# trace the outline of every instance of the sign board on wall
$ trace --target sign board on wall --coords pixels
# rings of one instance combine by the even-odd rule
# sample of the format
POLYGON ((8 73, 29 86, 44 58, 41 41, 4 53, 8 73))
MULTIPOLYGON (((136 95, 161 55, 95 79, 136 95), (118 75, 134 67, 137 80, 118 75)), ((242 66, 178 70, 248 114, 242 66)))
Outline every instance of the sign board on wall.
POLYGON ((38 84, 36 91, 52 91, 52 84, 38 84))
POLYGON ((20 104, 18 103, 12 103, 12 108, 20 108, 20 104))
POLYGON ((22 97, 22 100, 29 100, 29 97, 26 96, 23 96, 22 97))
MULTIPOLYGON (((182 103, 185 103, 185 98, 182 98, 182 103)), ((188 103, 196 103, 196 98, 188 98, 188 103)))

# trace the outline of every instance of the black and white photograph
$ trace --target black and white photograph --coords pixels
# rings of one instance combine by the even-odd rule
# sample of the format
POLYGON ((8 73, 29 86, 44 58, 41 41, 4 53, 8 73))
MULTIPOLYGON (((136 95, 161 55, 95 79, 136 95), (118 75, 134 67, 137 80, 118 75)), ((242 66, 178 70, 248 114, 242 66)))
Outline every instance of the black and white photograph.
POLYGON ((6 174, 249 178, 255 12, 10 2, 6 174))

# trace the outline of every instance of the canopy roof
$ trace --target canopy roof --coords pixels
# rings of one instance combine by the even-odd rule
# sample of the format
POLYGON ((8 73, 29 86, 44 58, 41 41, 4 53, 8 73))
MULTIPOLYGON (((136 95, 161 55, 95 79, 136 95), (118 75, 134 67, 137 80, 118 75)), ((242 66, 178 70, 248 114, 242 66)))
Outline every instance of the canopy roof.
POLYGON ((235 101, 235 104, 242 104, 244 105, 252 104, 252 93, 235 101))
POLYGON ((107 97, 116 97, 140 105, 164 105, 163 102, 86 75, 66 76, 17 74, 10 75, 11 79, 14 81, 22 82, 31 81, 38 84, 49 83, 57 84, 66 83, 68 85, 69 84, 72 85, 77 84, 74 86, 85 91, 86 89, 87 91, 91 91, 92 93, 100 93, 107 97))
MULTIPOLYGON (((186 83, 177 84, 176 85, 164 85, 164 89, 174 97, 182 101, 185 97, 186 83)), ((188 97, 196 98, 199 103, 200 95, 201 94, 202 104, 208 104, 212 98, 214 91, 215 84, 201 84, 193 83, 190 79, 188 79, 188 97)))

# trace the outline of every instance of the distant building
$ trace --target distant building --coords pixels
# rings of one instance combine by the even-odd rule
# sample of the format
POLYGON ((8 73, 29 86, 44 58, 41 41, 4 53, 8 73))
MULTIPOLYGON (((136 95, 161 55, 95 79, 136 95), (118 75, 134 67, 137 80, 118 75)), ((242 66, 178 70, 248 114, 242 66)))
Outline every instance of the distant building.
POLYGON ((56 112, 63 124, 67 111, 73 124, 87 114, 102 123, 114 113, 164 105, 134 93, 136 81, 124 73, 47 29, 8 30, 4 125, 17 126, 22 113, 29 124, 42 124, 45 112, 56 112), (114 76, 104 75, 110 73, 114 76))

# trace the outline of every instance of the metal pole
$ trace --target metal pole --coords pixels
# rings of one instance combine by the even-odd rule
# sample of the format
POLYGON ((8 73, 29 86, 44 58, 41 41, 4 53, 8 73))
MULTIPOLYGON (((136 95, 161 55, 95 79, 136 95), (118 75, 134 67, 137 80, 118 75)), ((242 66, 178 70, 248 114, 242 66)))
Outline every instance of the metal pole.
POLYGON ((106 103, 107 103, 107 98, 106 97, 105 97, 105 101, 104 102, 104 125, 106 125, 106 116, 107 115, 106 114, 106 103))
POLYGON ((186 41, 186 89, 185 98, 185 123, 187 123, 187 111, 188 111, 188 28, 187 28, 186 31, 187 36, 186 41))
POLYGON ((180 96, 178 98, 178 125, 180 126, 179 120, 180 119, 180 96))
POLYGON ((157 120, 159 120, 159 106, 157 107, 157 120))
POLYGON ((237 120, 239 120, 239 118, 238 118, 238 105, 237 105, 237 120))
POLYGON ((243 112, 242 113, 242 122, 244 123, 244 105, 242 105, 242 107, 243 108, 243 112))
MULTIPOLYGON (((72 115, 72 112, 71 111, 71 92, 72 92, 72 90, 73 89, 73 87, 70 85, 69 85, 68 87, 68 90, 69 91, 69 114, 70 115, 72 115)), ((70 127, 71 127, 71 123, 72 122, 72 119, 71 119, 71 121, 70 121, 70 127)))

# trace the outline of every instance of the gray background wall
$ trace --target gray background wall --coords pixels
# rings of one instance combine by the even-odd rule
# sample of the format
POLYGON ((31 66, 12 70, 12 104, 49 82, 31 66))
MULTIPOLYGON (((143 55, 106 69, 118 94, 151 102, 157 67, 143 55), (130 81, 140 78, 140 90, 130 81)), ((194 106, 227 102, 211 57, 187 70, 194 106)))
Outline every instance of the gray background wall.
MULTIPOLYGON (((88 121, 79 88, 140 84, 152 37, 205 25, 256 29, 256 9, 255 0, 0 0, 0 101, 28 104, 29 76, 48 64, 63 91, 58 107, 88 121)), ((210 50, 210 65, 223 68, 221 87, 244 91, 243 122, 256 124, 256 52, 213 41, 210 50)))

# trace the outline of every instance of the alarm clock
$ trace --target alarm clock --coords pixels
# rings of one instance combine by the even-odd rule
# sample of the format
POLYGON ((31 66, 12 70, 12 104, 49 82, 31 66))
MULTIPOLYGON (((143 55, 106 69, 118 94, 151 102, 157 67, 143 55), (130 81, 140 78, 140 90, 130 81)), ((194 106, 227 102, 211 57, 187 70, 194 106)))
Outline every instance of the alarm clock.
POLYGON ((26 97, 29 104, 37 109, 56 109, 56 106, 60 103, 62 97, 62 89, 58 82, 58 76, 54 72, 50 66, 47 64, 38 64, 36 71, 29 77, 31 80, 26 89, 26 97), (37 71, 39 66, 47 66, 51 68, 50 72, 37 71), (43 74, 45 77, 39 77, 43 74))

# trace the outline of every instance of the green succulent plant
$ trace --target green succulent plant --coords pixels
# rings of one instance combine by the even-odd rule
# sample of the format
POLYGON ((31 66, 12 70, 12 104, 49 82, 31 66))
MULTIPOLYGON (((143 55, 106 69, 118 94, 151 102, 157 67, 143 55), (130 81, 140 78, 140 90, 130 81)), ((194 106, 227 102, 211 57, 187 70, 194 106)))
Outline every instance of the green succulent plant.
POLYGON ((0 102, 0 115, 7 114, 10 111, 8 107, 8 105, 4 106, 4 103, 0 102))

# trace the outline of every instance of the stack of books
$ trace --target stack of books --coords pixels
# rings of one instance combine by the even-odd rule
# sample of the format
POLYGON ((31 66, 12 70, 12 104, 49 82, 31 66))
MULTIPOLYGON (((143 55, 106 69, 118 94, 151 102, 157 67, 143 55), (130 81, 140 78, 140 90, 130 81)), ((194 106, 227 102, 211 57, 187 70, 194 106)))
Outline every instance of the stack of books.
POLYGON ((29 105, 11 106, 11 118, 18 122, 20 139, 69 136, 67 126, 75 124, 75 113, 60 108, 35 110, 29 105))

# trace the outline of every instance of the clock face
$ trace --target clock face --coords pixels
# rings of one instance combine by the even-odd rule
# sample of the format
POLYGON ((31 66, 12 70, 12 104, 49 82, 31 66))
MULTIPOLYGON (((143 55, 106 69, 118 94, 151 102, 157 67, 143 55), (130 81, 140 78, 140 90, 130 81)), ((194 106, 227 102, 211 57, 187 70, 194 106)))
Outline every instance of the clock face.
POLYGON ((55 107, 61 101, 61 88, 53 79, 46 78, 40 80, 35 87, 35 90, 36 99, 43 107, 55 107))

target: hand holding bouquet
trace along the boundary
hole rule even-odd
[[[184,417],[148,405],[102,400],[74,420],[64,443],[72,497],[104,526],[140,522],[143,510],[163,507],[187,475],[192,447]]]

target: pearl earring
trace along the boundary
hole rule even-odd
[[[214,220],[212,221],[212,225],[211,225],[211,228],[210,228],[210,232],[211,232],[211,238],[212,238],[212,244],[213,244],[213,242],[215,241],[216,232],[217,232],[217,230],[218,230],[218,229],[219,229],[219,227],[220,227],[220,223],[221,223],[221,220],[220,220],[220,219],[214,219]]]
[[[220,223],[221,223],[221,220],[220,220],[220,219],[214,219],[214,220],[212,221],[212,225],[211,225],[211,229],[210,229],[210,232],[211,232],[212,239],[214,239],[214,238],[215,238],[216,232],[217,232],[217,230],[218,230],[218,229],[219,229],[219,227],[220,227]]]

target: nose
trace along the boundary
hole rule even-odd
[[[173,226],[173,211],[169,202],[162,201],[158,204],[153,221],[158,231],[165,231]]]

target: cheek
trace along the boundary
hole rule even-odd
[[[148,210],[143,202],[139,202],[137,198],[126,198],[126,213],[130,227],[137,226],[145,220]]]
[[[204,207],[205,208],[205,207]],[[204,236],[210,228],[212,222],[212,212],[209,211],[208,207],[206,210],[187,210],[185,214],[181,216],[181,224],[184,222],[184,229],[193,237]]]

+---+

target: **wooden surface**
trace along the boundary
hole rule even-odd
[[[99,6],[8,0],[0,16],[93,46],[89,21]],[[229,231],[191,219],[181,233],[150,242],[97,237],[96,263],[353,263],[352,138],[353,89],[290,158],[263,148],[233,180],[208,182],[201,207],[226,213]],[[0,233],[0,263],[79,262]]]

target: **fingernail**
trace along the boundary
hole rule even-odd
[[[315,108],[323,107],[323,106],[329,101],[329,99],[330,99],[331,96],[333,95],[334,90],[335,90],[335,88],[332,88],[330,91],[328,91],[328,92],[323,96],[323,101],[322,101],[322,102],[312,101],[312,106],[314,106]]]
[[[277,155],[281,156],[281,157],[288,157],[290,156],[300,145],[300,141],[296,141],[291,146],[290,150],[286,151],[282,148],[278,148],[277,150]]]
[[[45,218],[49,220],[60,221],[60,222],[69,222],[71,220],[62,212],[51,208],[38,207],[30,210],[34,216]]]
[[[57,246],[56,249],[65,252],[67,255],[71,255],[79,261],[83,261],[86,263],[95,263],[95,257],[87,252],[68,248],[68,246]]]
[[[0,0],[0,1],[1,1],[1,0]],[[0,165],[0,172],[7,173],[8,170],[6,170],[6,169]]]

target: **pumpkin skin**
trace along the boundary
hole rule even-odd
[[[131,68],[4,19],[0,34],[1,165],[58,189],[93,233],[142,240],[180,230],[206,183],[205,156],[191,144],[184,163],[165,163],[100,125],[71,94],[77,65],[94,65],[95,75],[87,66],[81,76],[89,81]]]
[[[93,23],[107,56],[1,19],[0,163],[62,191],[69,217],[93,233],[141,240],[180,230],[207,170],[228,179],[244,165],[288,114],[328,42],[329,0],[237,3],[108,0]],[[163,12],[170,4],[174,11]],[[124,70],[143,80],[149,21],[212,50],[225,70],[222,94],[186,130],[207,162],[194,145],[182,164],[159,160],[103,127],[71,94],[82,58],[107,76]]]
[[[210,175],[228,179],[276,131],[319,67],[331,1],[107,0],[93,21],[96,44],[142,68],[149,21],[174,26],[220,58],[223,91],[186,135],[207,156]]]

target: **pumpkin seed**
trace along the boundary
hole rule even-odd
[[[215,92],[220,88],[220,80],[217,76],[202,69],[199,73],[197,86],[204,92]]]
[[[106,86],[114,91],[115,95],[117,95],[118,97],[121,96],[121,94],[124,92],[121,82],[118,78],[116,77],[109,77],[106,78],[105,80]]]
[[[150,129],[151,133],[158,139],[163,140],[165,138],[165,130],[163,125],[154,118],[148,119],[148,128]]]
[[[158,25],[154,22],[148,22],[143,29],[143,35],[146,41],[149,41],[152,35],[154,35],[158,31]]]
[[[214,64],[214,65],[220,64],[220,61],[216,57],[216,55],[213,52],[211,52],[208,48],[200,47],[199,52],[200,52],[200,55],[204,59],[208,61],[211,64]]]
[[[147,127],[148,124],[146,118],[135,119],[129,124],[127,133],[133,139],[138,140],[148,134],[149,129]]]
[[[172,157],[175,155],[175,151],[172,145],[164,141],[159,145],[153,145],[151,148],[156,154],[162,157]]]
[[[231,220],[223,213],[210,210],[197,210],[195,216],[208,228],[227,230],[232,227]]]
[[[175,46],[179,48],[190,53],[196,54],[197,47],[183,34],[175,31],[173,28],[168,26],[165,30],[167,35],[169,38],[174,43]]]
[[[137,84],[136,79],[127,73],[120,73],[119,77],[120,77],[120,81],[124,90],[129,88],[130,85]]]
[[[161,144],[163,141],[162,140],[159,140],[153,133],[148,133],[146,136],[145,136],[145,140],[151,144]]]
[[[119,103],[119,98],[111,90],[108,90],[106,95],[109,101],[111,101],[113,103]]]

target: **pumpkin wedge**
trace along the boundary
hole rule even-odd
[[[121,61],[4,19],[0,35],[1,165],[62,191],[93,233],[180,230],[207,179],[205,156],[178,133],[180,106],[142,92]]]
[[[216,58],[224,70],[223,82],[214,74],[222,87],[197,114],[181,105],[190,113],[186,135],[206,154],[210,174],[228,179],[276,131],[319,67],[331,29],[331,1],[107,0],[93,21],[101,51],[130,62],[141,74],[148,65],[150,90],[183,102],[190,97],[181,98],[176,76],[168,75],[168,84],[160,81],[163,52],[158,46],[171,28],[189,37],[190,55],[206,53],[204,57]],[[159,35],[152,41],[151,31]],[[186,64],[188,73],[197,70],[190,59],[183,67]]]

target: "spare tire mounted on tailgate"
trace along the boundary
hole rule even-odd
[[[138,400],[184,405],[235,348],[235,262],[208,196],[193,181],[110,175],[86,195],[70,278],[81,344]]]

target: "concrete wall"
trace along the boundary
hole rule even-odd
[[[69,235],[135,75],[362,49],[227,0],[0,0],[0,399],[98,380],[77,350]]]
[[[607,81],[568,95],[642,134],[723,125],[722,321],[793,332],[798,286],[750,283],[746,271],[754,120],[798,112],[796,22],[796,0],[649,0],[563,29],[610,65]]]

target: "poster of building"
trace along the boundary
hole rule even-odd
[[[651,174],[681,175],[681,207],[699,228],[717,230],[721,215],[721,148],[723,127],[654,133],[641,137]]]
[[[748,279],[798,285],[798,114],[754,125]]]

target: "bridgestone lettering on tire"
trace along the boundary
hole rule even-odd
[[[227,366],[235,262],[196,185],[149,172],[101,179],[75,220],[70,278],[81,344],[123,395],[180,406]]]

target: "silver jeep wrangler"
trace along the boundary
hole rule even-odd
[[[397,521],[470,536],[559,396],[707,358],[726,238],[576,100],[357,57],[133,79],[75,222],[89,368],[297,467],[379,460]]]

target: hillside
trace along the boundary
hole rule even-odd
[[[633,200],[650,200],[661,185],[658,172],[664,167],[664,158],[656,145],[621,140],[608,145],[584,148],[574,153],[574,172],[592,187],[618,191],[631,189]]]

+---+

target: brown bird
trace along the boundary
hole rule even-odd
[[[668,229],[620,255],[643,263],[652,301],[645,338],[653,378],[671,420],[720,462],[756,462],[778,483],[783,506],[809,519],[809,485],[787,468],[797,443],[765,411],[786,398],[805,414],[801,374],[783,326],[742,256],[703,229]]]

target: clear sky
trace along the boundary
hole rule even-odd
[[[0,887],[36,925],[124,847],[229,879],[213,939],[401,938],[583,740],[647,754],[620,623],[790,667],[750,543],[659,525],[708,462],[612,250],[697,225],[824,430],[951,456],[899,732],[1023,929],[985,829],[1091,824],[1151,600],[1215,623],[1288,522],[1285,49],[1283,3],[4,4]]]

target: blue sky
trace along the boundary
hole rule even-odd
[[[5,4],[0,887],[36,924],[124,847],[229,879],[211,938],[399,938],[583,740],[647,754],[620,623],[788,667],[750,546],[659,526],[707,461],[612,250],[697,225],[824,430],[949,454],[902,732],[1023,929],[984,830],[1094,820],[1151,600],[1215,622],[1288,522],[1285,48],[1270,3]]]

+---+

What is being asked – Count the lines above that contain the string "board", with case treated as significant. Reply with the number alone.

Solution for this task – 3